» DATA EXTRACTS:
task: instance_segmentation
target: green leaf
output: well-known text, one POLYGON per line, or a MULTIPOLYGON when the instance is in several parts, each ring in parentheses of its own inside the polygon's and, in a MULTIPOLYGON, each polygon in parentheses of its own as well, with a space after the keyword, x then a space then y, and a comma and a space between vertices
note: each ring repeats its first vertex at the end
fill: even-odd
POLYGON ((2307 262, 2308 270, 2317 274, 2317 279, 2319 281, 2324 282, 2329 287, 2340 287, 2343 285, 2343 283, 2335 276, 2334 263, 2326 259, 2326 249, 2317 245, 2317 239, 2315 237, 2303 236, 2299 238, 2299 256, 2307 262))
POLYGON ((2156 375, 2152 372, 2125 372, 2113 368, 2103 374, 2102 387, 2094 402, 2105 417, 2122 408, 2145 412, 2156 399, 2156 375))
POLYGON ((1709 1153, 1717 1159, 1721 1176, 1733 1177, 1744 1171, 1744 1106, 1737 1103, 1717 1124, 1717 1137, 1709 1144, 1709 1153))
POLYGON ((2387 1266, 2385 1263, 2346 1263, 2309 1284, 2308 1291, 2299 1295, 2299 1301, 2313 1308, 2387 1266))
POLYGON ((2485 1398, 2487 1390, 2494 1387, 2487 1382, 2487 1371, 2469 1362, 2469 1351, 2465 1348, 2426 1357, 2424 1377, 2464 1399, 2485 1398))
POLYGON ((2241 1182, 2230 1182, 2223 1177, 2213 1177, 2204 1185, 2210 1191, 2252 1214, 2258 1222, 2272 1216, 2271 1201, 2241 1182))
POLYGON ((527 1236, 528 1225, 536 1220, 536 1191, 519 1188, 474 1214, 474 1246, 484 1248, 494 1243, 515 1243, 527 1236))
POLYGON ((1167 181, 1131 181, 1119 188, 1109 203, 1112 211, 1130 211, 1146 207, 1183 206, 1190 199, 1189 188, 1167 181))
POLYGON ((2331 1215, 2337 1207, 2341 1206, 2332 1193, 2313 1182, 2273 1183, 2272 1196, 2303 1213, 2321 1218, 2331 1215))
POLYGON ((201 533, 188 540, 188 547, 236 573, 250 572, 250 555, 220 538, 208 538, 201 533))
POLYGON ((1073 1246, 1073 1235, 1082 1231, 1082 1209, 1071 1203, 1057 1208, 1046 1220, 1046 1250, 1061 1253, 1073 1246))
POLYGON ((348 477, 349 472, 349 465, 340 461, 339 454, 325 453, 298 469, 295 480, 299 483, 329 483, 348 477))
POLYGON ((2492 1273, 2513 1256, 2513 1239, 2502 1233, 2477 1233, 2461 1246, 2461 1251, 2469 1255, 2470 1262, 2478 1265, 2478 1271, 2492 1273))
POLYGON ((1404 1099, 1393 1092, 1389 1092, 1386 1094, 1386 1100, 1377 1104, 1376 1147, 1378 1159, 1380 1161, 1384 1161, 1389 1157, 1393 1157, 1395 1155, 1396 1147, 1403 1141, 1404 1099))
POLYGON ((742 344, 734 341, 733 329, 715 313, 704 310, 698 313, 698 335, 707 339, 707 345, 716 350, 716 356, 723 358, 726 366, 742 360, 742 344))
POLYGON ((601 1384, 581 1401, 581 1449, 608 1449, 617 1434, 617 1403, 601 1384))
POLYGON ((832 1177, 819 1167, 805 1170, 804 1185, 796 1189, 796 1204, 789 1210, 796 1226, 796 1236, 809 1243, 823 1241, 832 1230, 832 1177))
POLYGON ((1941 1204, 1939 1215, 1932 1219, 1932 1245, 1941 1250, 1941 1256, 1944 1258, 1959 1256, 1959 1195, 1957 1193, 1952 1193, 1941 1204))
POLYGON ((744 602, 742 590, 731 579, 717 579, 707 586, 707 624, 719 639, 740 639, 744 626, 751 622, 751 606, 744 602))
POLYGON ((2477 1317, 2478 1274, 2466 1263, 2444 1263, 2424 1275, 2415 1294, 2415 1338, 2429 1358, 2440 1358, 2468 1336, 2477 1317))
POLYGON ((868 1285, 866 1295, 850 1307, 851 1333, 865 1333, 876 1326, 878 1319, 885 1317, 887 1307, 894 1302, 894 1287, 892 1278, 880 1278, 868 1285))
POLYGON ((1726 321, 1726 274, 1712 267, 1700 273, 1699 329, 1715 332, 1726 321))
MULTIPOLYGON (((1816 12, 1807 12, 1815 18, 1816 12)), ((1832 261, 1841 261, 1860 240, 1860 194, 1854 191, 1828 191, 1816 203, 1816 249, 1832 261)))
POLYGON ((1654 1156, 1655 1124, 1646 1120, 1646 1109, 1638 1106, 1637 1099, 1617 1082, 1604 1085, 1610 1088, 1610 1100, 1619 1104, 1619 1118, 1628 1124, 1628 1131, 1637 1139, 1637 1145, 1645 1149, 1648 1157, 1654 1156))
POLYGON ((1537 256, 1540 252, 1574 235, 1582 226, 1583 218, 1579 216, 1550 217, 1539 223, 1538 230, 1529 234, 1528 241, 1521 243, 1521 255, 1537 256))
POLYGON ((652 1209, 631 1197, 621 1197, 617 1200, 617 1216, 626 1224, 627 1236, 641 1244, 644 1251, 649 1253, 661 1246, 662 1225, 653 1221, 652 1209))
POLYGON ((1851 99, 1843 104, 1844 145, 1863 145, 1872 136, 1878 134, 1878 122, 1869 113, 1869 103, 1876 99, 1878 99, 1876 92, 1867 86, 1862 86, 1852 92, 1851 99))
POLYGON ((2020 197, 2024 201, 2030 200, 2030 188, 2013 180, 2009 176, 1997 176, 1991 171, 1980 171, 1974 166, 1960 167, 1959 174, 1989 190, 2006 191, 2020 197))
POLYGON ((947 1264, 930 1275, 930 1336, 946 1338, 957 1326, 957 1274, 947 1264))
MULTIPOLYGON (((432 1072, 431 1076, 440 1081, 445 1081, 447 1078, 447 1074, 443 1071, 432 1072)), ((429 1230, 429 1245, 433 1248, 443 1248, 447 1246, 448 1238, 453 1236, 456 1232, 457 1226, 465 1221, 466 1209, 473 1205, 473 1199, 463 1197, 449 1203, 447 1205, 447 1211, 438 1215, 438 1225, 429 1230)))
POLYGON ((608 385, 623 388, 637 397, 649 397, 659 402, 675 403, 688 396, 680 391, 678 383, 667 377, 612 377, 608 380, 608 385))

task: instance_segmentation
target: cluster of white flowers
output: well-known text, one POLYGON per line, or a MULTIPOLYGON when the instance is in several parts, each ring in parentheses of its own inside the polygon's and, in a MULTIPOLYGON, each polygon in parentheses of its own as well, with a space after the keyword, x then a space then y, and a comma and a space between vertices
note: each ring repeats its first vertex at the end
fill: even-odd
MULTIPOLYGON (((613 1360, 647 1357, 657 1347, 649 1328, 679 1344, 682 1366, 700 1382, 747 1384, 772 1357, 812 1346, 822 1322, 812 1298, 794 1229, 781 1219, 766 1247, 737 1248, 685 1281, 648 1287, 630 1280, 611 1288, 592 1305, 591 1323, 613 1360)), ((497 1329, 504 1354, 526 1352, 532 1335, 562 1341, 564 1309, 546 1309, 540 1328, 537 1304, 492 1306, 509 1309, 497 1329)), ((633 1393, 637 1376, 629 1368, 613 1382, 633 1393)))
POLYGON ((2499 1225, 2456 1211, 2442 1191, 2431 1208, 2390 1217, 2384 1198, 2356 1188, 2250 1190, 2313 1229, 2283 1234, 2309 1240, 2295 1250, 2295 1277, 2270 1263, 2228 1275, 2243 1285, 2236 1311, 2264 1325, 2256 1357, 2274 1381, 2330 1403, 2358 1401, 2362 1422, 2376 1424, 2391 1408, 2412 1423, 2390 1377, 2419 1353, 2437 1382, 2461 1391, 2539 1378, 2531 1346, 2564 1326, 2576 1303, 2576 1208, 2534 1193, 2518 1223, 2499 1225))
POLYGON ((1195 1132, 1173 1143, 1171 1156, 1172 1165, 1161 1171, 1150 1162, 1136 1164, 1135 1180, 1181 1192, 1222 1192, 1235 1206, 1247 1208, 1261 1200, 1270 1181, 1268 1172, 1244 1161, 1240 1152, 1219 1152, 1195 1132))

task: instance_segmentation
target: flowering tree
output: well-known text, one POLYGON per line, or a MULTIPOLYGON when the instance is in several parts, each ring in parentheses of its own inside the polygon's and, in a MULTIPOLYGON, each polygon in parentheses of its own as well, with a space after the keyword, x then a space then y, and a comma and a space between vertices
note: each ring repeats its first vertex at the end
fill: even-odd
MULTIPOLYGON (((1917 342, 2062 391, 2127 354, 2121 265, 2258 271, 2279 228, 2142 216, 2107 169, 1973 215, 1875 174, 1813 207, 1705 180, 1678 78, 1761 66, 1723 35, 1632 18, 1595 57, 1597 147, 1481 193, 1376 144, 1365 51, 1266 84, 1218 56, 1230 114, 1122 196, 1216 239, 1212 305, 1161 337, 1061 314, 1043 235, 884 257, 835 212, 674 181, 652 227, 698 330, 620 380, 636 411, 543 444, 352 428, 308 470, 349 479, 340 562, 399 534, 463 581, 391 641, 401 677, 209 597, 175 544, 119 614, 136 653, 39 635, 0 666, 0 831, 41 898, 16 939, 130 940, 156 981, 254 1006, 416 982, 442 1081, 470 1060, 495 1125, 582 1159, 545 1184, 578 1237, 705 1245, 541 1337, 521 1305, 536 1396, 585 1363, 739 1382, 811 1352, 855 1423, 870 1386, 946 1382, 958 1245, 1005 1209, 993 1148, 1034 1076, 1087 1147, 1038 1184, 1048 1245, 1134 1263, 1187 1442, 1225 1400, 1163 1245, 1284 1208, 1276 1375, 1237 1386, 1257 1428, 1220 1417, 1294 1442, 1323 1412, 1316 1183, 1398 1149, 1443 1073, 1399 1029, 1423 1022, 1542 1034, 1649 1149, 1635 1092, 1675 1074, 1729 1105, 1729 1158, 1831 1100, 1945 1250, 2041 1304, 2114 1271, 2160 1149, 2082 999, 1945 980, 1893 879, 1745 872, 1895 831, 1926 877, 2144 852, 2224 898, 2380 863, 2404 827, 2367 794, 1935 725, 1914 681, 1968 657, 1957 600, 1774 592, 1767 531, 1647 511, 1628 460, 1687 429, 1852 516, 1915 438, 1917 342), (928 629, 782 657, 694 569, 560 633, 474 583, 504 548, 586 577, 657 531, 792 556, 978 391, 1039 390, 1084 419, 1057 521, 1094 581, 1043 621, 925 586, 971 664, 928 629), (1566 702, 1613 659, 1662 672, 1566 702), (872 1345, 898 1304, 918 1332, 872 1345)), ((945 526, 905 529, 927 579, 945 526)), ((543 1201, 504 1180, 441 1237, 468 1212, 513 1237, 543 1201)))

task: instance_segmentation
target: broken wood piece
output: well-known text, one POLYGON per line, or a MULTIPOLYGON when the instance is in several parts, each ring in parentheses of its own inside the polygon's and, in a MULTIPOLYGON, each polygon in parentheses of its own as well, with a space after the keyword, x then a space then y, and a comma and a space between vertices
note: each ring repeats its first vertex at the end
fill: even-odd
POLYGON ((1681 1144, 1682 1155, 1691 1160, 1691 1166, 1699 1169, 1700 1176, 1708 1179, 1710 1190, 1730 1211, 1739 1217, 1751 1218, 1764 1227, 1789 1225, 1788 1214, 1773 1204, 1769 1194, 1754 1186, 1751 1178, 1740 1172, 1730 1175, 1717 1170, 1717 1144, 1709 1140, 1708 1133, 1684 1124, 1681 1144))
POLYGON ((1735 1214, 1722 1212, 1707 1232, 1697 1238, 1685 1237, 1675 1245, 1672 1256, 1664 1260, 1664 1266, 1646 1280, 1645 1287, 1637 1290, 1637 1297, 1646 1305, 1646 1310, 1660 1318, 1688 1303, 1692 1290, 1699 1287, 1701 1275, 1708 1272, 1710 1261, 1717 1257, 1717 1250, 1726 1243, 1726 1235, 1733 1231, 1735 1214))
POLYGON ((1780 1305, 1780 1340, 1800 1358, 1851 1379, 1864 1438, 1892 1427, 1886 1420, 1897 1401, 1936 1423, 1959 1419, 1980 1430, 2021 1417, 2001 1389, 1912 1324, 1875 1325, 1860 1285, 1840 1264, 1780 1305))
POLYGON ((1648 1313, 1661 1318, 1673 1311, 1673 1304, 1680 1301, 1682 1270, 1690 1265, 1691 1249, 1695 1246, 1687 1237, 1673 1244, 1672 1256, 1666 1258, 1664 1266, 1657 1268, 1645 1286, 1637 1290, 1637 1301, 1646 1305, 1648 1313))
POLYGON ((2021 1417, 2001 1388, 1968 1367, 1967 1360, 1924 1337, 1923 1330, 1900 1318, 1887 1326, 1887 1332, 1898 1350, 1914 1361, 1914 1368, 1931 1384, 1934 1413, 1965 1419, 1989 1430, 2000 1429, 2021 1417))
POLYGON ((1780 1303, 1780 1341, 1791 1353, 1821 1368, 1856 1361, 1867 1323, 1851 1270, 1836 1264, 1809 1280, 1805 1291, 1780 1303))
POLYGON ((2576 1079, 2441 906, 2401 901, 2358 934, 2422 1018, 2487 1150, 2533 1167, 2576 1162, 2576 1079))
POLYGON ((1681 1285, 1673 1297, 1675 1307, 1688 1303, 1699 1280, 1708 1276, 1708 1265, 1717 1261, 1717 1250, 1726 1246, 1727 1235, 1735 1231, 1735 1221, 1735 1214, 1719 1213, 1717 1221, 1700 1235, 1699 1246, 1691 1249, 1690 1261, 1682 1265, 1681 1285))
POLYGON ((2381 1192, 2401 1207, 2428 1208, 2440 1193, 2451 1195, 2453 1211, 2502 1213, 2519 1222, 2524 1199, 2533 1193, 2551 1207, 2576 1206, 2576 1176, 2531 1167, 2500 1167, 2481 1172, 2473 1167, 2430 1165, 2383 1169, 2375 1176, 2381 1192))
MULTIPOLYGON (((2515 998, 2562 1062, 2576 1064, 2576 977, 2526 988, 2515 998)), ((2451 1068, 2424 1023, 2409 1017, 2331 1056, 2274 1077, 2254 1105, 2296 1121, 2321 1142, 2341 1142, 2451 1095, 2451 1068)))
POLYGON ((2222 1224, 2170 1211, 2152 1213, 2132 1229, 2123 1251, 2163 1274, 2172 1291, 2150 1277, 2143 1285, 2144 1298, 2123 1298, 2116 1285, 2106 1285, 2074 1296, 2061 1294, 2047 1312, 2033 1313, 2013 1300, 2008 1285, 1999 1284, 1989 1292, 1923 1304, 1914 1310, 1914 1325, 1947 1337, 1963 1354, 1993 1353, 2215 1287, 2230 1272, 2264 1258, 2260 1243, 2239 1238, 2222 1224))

» EXERCISE AIM:
Search the lines above for the string "target", then show every one that has it.

» ANSWER FOR THE TASK:
target: green leaf
target: cluster of white flowers
target: flowering tree
target: broken wood piece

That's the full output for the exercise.